## DATA ROWS
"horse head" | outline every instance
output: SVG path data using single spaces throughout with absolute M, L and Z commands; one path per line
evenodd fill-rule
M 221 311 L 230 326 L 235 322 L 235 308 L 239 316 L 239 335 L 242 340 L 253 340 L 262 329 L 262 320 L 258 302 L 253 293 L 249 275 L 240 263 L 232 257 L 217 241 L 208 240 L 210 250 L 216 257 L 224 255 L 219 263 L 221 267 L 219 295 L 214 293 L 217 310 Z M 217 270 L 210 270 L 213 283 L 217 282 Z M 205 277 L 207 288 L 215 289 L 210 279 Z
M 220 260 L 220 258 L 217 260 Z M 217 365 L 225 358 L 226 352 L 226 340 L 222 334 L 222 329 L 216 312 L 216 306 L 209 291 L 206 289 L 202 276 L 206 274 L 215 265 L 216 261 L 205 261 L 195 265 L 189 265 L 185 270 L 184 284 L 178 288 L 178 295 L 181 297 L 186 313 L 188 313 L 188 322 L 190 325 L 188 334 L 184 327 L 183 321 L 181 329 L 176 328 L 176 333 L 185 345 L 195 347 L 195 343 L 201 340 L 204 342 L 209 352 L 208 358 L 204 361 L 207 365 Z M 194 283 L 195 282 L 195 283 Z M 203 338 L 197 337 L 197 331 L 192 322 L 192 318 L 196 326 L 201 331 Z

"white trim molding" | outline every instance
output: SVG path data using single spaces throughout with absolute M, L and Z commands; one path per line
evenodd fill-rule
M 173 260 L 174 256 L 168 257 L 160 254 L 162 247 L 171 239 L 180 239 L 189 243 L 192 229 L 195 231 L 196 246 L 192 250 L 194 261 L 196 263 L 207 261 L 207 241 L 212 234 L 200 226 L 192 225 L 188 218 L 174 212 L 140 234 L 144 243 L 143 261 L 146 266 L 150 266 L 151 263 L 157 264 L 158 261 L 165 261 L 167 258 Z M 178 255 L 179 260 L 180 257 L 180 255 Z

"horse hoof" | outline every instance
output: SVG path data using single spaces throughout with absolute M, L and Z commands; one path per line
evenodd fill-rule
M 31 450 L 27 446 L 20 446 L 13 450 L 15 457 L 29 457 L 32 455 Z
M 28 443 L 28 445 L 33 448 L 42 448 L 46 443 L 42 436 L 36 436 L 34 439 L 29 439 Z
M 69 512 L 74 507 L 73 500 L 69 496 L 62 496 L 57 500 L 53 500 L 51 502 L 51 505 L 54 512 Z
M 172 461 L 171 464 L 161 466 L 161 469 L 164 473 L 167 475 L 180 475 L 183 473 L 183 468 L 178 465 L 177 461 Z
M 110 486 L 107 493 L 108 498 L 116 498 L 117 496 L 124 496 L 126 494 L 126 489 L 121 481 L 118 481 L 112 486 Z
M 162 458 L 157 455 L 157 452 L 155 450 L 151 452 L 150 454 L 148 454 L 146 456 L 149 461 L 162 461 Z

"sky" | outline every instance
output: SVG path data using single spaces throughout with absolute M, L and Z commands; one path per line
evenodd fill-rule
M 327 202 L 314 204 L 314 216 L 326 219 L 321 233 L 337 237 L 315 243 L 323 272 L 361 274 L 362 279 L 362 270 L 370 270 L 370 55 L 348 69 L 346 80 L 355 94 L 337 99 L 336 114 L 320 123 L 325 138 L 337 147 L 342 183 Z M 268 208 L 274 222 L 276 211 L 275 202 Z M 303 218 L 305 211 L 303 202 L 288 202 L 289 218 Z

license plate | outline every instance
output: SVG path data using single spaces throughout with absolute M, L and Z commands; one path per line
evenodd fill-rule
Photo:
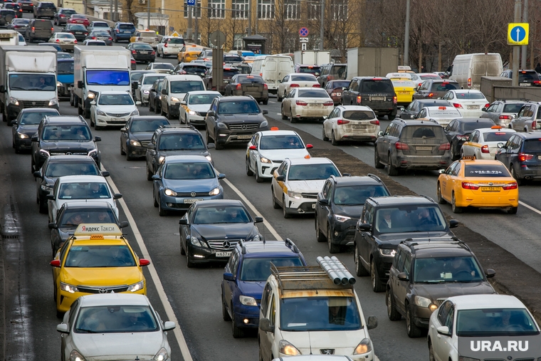
M 184 203 L 189 204 L 195 203 L 196 202 L 199 202 L 202 200 L 203 200 L 202 198 L 186 198 L 184 199 Z

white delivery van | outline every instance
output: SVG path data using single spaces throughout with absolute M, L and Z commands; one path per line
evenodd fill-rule
M 290 56 L 268 55 L 258 56 L 252 64 L 252 75 L 261 75 L 268 88 L 268 93 L 277 94 L 278 80 L 293 73 L 293 61 Z
M 449 79 L 463 89 L 478 90 L 482 76 L 499 76 L 502 71 L 502 57 L 497 53 L 457 55 Z

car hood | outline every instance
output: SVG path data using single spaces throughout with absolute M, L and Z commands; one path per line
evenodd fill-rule
M 150 360 L 164 345 L 161 330 L 147 333 L 77 333 L 73 343 L 87 360 Z M 125 345 L 129 345 L 129 347 Z M 123 346 L 123 347 L 122 347 Z M 115 355 L 111 358 L 100 356 Z M 94 358 L 95 357 L 95 358 Z M 139 357 L 139 358 L 137 358 Z
M 471 283 L 416 283 L 416 294 L 431 300 L 447 298 L 456 295 L 495 293 L 486 281 Z

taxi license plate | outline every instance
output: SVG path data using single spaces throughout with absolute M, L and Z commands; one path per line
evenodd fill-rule
M 184 199 L 184 203 L 189 204 L 191 203 L 195 203 L 196 202 L 202 200 L 202 198 L 187 198 Z
M 500 187 L 481 187 L 481 192 L 500 192 Z

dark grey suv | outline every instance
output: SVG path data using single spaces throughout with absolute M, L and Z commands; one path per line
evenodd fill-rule
M 448 297 L 495 293 L 487 281 L 495 271 L 483 268 L 457 239 L 400 244 L 389 271 L 385 303 L 392 321 L 406 318 L 408 336 L 426 333 L 430 315 Z

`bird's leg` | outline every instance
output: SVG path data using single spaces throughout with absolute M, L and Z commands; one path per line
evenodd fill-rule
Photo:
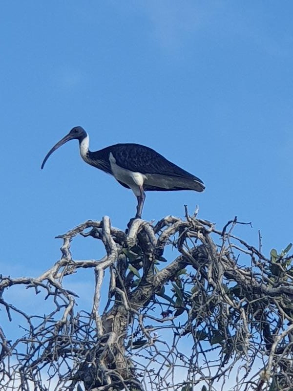
M 136 207 L 135 218 L 141 218 L 144 203 L 146 199 L 146 194 L 144 191 L 144 188 L 142 186 L 140 186 L 139 191 L 140 192 L 140 195 L 137 196 L 137 206 Z

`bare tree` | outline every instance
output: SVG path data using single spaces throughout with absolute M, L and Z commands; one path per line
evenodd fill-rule
M 2 319 L 27 325 L 15 341 L 0 328 L 1 390 L 293 391 L 291 245 L 267 258 L 260 235 L 258 249 L 234 235 L 239 223 L 218 231 L 186 210 L 126 233 L 105 217 L 58 237 L 61 259 L 39 277 L 0 276 Z M 75 259 L 77 235 L 101 241 L 104 256 Z M 95 281 L 87 312 L 65 287 L 85 268 Z M 9 303 L 16 285 L 45 292 L 52 310 Z

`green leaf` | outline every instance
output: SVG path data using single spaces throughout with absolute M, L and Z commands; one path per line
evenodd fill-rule
M 291 249 L 291 247 L 292 247 L 292 243 L 289 243 L 289 244 L 287 246 L 287 247 L 285 249 L 285 250 L 283 250 L 283 251 L 282 251 L 282 255 L 283 255 L 283 256 L 286 255 L 286 254 L 287 254 L 287 253 L 289 253 L 289 252 Z
M 181 300 L 181 303 L 183 303 L 183 296 L 182 296 L 182 292 L 179 286 L 174 282 L 172 282 L 172 285 L 175 290 L 175 294 L 177 297 Z
M 270 254 L 271 255 L 271 260 L 275 262 L 278 259 L 278 253 L 275 248 L 272 248 Z
M 135 276 L 136 276 L 137 277 L 138 277 L 138 278 L 140 279 L 140 274 L 139 274 L 139 272 L 137 269 L 136 269 L 134 266 L 132 266 L 132 265 L 128 265 L 128 268 L 133 273 Z
M 198 341 L 203 341 L 206 339 L 208 334 L 203 330 L 201 330 L 200 331 L 197 331 L 195 334 L 195 337 Z
M 178 308 L 175 312 L 174 316 L 179 316 L 185 311 L 185 309 L 183 308 Z
M 145 345 L 147 342 L 147 339 L 140 339 L 139 341 L 135 341 L 134 342 L 132 343 L 132 348 L 138 349 L 140 348 L 142 348 L 142 347 Z
M 169 297 L 169 296 L 167 296 L 167 295 L 160 295 L 160 293 L 158 293 L 157 294 L 158 296 L 162 297 L 163 299 L 165 299 L 165 300 L 167 300 L 167 302 L 169 302 L 171 304 L 172 304 L 174 305 L 174 307 L 176 306 L 176 303 L 174 301 L 173 299 L 171 299 L 170 297 Z
M 186 274 L 186 269 L 181 269 L 181 270 L 179 270 L 177 273 L 176 276 L 180 276 L 181 274 Z
M 189 383 L 187 383 L 181 389 L 181 391 L 192 391 L 192 386 L 189 386 Z

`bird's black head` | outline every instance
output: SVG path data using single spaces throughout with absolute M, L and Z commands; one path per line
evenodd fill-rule
M 58 142 L 50 150 L 46 155 L 42 163 L 42 170 L 50 155 L 53 153 L 54 151 L 56 151 L 60 147 L 61 147 L 63 144 L 67 143 L 67 141 L 69 141 L 70 140 L 74 140 L 75 138 L 77 139 L 80 143 L 86 136 L 86 132 L 81 126 L 76 126 L 73 128 L 68 134 L 66 134 L 65 137 L 63 137 L 60 141 L 58 141 Z
M 81 141 L 85 137 L 86 137 L 86 132 L 81 126 L 76 126 L 71 129 L 67 136 L 65 136 L 65 137 L 67 136 L 70 137 L 69 140 L 77 138 L 80 141 Z

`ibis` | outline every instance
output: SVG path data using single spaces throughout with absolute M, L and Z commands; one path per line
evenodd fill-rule
M 81 155 L 86 163 L 112 175 L 121 185 L 131 189 L 137 198 L 136 218 L 140 218 L 145 192 L 195 190 L 202 192 L 203 182 L 197 176 L 171 163 L 154 150 L 138 144 L 117 144 L 92 152 L 88 134 L 81 126 L 70 131 L 50 150 L 42 165 L 63 144 L 76 139 Z

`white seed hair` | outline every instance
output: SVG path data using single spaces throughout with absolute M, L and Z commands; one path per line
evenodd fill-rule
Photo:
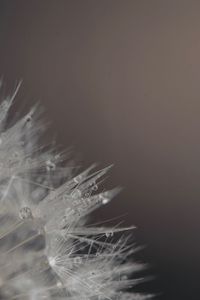
M 119 192 L 99 191 L 110 167 L 77 175 L 64 165 L 67 153 L 40 145 L 37 107 L 9 125 L 18 89 L 0 104 L 0 299 L 151 298 L 132 292 L 141 280 L 132 273 L 143 268 L 132 261 L 132 228 L 88 222 Z

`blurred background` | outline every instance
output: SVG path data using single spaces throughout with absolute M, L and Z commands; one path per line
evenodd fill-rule
M 200 2 L 0 0 L 0 74 L 84 166 L 114 163 L 95 218 L 137 226 L 138 289 L 200 299 Z

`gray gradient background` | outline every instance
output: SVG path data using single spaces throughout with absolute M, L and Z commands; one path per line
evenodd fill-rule
M 114 163 L 159 299 L 200 299 L 200 1 L 0 1 L 0 73 L 85 166 Z

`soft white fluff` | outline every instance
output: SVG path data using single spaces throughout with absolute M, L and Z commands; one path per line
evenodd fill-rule
M 128 292 L 142 267 L 130 261 L 135 249 L 124 234 L 130 228 L 88 223 L 119 190 L 99 187 L 110 167 L 76 175 L 64 165 L 66 154 L 40 145 L 44 126 L 36 108 L 7 124 L 17 89 L 0 105 L 0 298 L 149 298 Z

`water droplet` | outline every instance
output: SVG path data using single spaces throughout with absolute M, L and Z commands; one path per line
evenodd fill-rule
M 24 219 L 32 219 L 33 215 L 32 215 L 32 211 L 29 207 L 25 206 L 22 207 L 19 211 L 19 217 L 20 219 L 24 220 Z
M 92 190 L 93 190 L 93 191 L 97 191 L 97 190 L 98 190 L 98 185 L 97 185 L 97 184 L 94 184 L 93 187 L 92 187 Z
M 106 237 L 112 237 L 113 236 L 113 232 L 112 231 L 106 232 L 105 235 L 106 235 Z
M 108 198 L 103 198 L 102 199 L 102 204 L 107 204 L 109 202 L 109 199 Z
M 74 263 L 75 264 L 81 264 L 82 263 L 82 258 L 80 256 L 74 257 Z
M 53 171 L 53 170 L 55 170 L 55 168 L 56 168 L 55 163 L 53 163 L 51 160 L 47 160 L 46 161 L 46 169 L 47 169 L 47 171 Z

## REQUIREMENT
How many lines in the rows above contain the string "bird", with case counting? Reply with the number only.

## WRITTEN SOLUTION
2